### [Requirements]
Rewrite the lines below with every "dog" changed to "puppy" and nothing else altered, leaving out the pictures.
======== Data lines
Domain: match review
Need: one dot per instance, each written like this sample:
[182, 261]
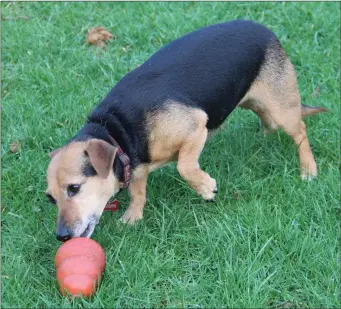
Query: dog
[163, 110]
================
### [Answer for the task]
Domain: match review
Need: one dot per instance, each written like this sample:
[182, 261]
Query: puppy
[163, 110]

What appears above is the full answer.